--- Start of Material provided ---

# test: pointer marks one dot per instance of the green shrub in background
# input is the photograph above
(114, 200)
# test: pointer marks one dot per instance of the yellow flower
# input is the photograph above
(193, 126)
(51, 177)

--- End of Material provided ---
--- Start of Material provided ---

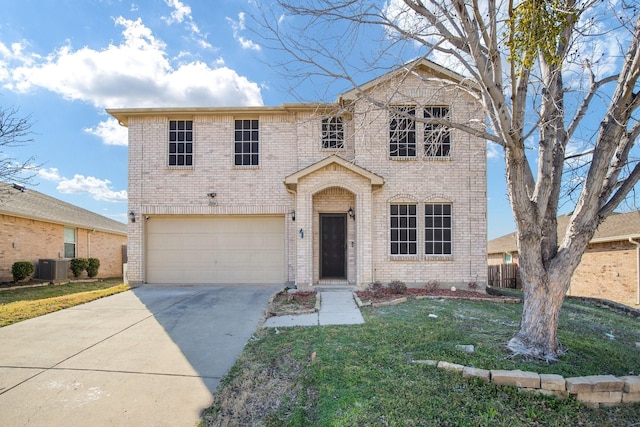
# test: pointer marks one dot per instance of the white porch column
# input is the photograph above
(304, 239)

--- End of Material provided ---
--- Start of Material provided ---

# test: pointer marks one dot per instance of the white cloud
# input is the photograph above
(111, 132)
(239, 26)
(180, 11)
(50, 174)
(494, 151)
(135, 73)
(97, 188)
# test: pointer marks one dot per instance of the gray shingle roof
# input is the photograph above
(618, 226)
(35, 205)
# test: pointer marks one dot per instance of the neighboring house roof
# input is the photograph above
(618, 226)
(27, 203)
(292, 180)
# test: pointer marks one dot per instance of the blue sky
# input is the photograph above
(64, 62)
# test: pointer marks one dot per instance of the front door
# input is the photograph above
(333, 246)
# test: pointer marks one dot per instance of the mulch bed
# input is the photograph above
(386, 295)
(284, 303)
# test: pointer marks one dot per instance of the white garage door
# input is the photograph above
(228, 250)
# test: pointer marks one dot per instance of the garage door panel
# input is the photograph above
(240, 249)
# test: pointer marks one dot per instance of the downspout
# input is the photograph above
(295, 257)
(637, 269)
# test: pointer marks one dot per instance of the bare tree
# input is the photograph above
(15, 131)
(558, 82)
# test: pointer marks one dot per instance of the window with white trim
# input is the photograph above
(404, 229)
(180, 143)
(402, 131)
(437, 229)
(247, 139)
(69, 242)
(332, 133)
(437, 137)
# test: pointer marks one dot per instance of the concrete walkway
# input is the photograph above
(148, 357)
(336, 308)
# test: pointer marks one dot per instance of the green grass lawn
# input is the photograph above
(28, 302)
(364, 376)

--- End of Material provided ---

- Instructions for the task: Return each line of the records above that contains the word "green", matching case exactly.

- Expected answer:
# test: pointer marks one dot per instance of the green shrub in background
# test: pointer marks one dot per instance of the green grass lawn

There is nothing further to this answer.